[Begin PROVIDED PASSAGE]
On Moonbase Alpha, Captain Tony Cellini experiences a vision of a nameless enemy that he perceives as a mass of light and piercing sound. He attempts to take off in an Eagle Transporter but old friend Commander Koenig stuns him with a laser first.

Dr Russell believes that Cellini is dealing with unresolved trauma from a mission to the exoplanet Ultra in 1996, before the Moon was ejected from the Solar System. On reaching their destination, the crew of the Ultra Probe, piloted by Cellini, encountered a collection of derelict alien spacecraft. When the crew docked with one of the ships, they were attacked by an enormous, shrieking, tentacled creature with a single luminous eye and a fiery maw. The monster hypnotised Cellini's shipmates, devoured each of them alive, and then regurgitated their charred remains. Weapons had no effect on the creature and Cellini was forced to flee, blasting the command module free of the probe ship to use as an escape pod.
[End PROVIDED PASSAGE]
[Begin PROVIDED MATERIAL]
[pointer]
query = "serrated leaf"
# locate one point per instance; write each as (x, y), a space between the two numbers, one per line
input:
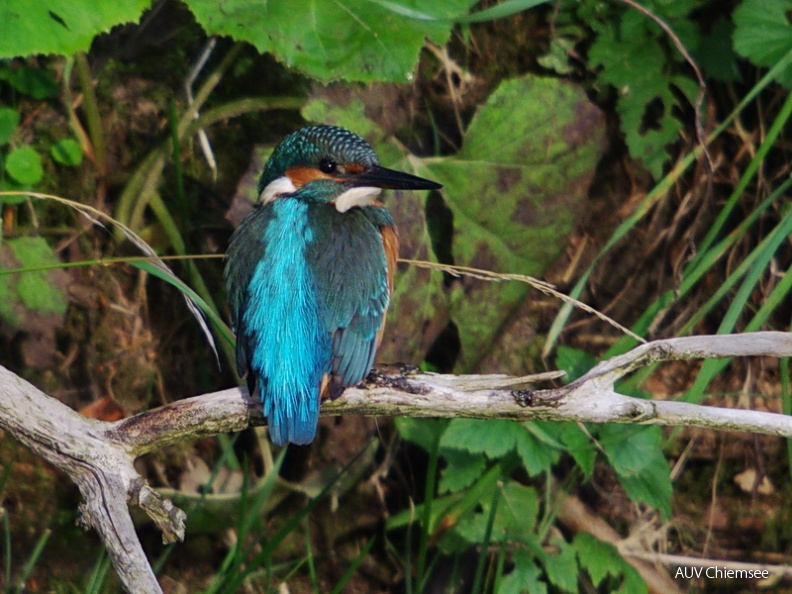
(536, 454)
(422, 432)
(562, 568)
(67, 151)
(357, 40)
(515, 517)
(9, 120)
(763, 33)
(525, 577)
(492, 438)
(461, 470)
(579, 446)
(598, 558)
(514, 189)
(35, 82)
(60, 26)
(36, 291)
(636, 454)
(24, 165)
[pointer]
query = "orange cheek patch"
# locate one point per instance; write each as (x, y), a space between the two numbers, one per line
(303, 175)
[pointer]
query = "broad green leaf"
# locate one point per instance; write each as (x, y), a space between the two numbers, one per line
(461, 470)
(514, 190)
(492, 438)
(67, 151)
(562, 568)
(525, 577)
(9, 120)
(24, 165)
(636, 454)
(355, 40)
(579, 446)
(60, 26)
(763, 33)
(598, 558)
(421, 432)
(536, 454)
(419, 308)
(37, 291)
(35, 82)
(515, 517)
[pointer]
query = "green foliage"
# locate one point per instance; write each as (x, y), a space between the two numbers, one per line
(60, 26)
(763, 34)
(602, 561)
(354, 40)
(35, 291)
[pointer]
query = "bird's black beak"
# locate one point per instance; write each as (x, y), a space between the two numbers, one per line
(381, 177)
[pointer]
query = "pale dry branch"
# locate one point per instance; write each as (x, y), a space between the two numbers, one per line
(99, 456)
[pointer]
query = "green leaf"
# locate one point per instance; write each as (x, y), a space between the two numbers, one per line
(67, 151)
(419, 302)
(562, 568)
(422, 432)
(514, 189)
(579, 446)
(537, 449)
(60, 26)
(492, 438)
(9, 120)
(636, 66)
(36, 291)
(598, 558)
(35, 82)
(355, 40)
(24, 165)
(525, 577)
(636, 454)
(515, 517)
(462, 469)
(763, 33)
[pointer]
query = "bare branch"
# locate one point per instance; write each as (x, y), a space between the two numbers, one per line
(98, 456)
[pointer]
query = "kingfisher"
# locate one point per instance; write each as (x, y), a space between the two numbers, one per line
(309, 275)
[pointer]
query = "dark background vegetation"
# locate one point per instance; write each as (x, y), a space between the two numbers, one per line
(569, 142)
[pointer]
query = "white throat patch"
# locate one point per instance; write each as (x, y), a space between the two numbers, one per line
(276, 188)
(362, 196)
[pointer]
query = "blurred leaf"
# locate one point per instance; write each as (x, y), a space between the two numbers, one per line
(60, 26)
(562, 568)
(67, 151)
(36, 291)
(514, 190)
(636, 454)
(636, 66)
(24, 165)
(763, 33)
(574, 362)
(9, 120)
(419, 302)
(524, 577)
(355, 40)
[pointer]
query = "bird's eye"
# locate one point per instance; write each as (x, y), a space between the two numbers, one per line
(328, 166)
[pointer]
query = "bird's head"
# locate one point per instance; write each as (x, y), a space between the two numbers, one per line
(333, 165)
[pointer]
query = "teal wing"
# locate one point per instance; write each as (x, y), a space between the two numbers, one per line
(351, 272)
[End PROVIDED MATERIAL]
▶ _PROBLEMS TO WORK ON_
a) Answer each question from the Moonbase Alpha summary.
(i) In what craft does Cellini try to take off?
(ii) In what year did the mission to Ultra take place?
(iii) What did Cellini use as an escape pod?
b) Name every person the Moonbase Alpha summary identifies by name.
c) Rewrite the part of the Moonbase Alpha summary starting at "On Moonbase Alpha, Captain" and ending at "a laser first.", putting "stun pistol" in place of "laser".
These data have no connection to the Moonbase Alpha summary.

▶ _ANSWERS TO THE TASKS_
a)
(i) An Eagle Transporter
(ii) 1996
(iii) The command module, blasted free of the probe ship

b) Captain Tony Cellini, Commander Koenig, Dr Russell

c)
On Moonbase Alpha, Captain Tony Cellini experiences a vision of a nameless enemy that he perceives as a mass of light and piercing sound. He attempts to take off in an Eagle Transporter but old friend Commander Koenig stuns him with a stun pistol first.